### Problem:
Turn every line of the rows below into a JSON list of strings, one string per line, and skip any blank lines.

### Records to process

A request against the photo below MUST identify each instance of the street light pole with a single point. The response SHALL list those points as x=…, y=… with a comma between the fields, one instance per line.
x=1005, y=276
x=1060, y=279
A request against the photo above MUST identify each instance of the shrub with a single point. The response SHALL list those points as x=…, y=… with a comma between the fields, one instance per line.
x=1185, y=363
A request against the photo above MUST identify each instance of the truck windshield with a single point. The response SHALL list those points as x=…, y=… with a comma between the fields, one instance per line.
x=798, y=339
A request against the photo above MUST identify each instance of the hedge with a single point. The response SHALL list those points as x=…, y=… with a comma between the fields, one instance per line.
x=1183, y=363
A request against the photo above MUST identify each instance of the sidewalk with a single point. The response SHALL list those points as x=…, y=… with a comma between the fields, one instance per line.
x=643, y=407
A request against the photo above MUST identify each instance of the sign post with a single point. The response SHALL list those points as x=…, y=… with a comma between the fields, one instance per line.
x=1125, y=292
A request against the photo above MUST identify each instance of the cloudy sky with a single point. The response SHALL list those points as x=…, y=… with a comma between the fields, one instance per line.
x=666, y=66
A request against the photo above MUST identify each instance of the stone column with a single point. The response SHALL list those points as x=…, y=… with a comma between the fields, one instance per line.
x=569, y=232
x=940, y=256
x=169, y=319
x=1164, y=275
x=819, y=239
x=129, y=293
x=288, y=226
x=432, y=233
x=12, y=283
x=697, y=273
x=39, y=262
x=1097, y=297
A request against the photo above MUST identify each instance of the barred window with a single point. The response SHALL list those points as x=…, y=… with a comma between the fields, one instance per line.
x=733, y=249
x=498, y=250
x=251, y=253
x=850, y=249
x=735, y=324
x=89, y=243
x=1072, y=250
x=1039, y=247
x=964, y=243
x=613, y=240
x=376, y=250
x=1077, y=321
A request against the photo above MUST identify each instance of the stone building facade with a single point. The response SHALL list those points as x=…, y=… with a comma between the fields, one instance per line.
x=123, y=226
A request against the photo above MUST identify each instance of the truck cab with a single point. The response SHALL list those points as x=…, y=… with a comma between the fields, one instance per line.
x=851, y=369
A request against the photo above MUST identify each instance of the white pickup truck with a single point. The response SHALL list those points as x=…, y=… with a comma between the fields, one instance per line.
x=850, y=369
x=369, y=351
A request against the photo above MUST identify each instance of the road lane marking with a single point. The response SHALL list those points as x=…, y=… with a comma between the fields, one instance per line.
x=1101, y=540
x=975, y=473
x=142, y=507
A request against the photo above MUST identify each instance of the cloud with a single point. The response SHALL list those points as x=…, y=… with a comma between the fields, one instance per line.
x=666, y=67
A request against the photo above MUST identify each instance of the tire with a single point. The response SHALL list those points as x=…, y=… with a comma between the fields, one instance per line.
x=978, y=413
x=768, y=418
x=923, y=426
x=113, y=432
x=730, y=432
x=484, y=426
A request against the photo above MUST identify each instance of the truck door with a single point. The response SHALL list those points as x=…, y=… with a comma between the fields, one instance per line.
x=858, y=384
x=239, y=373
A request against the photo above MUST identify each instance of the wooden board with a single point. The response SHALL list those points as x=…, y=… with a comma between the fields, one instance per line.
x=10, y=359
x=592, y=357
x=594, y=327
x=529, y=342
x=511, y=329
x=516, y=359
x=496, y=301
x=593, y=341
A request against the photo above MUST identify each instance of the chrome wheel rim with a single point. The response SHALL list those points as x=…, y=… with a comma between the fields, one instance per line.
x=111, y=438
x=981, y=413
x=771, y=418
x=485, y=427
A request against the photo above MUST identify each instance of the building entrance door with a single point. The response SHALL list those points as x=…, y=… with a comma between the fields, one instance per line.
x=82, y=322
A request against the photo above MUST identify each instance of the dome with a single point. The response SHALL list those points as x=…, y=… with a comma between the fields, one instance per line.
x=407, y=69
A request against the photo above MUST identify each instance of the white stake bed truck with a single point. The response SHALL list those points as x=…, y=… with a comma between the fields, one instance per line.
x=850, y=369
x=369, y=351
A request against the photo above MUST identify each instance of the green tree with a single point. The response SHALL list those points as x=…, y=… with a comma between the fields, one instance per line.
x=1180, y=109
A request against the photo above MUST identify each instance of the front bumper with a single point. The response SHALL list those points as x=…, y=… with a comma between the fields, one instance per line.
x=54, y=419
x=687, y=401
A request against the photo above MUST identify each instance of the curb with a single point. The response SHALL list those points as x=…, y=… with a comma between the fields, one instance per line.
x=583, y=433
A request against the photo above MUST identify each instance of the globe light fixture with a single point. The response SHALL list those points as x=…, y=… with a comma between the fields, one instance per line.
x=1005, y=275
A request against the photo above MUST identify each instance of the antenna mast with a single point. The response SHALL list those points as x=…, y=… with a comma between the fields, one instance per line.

######

### The answer:
[
  "A request against the photo below MUST identify each instance of the street light pole with a single point. The response SHALL list those points as x=…, y=… with a comma between the fields, one instance per line.",
  "x=1005, y=276",
  "x=1060, y=279",
  "A request against the photo above MUST identify each instance of the shrub with a single point. The response SHALL list those points as x=…, y=… with a comma between the fields, one instance per line.",
  "x=1185, y=363",
  "A request against the photo above MUST identify each instance of the truck windshield with a single point. The response SHALL list those points as x=…, y=… with a comma between the fields, one instance per line.",
  "x=798, y=339",
  "A request against the photo above MUST identify each instance of the hedge with a single point. The response SHALL list those points as x=…, y=… with a comma between the fields, one instance per line.",
  "x=1183, y=363",
  "A request against the photo above MUST identify each instance of the sidewalk with a single point. The response SHALL list those points as x=…, y=… with a comma between the fields, one instance per line.",
  "x=643, y=407",
  "A request against the photo above MUST identify each instance of the sign post with a single point. The response SHALL list those points as x=…, y=… with a comma between the fields, one instance per line.",
  "x=1125, y=292",
  "A request against the photo above MUST identify each instance of the cloudy sky with a single point. The response SHALL list those points as x=…, y=… with a comma between the fields, one instance per line.",
  "x=666, y=66",
  "A request against the photo above MUST identify each instance of the stone column with a single point. The response SHALL list those points as x=…, y=… with a comma between the fields, one instance per line.",
  "x=569, y=232",
  "x=940, y=256",
  "x=169, y=319",
  "x=1164, y=275",
  "x=819, y=239",
  "x=129, y=293",
  "x=288, y=226",
  "x=432, y=233",
  "x=12, y=283",
  "x=697, y=273",
  "x=39, y=262",
  "x=1097, y=297",
  "A request against the photo above MUST identify each instance of the barred window with a single point. The response SHALL list those points as x=…, y=… with a comma between the fields, one instance per line.",
  "x=733, y=249",
  "x=498, y=250",
  "x=251, y=253",
  "x=850, y=249",
  "x=735, y=324",
  "x=89, y=243",
  "x=1072, y=250",
  "x=1039, y=247",
  "x=964, y=243",
  "x=613, y=240",
  "x=376, y=250",
  "x=1077, y=321",
  "A request against the photo above MUST identify each instance of the stone building facade with a single point. The response SHALL list those points as x=…, y=… with a comma between the fields, one instance per line.",
  "x=123, y=226",
  "A request against the photo above MUST identify each instance of the truck cab with a single point. The response SHALL list those points as x=…, y=… with a comma between the fields, one instance per line.",
  "x=851, y=369",
  "A request against the photo above MUST identify each instance of the white pickup truck with a single point. The response SHALL list those points as x=…, y=… with a comma between the fields, one instance per line.",
  "x=850, y=369",
  "x=369, y=351",
  "A request against the photo above MUST identify each instance of the road lane marking with a single point. The response SHALL list those points as x=…, y=… with a comma between the fields, one instance per line.",
  "x=1101, y=540",
  "x=975, y=473",
  "x=142, y=507",
  "A request against the photo above MUST identify each instance of the cloud with a single point. The response SHALL list those points as x=…, y=… with a comma between the fields, one instance per line.",
  "x=666, y=67",
  "A request against the photo above MUST identify each instance of the tire with a single point. The response SHALL list those points as x=…, y=… with a comma between the fields, one instance per line.",
  "x=978, y=413",
  "x=768, y=418",
  "x=923, y=426",
  "x=113, y=432",
  "x=730, y=432",
  "x=484, y=426",
  "A request against the photo above MUST identify each instance of the truck door with a single point. The response SHALL list those points as x=…, y=… with a comma between the fields, one instance per line.",
  "x=858, y=384",
  "x=239, y=373",
  "A request against the photo above MUST identify each instance of the wooden board with a single point. The response SHALL list those points as x=…, y=… with a comma between the fields, one instance per line.",
  "x=10, y=359",
  "x=592, y=357",
  "x=594, y=327",
  "x=529, y=342",
  "x=511, y=329",
  "x=516, y=359",
  "x=496, y=301",
  "x=593, y=341",
  "A request against the photo above MUST identify each instance of the chrome wheel rim with a single point. The response SHALL list those points as x=…, y=… with a comma between the fields, one instance per line.",
  "x=111, y=438",
  "x=981, y=413",
  "x=771, y=418",
  "x=485, y=427",
  "A request against the photo above MUST identify each instance of the building entrance door with a single point. The response SHALL list those points as x=…, y=… with a comma between the fields, one instance per line.",
  "x=82, y=322",
  "A request against the photo above MUST identify each instance of the dome with a single point. The response SHALL list those points as x=…, y=… with a comma between the fields, one instance per line.",
  "x=407, y=69",
  "A request against the photo above MUST identify each instance of the white stake bed truck with a single point. The response SHALL list those points as x=…, y=… with a comma between the fields, one instance per line.",
  "x=850, y=369",
  "x=369, y=351",
  "A request against the photo above MUST identify each instance of the green tree with a single point. The response SHALL list those points as x=…, y=… with a comma between the fields, one instance per line.",
  "x=1180, y=109",
  "A request against the photo above MUST identify each instance of the front bumper with a single point. The response SHALL list those points as x=…, y=… with a comma between the fields, one instance per line.",
  "x=54, y=419",
  "x=687, y=401",
  "A request against the photo above MUST identify each instance of the curb with a single point. The response SHALL list those points as x=…, y=… with a comma between the fields, one instance per line.",
  "x=583, y=433",
  "A request against the photo above MUST identify each instance of the globe light fixture with a single point. The response SHALL list those points as x=…, y=… with a comma between the fields, one instance per line.",
  "x=1005, y=275",
  "A request against the photo above MUST identify each instance of the antenna mast with a single point. The response SHALL list those points as x=…, y=… with a comma between the fields, one instance per line."
]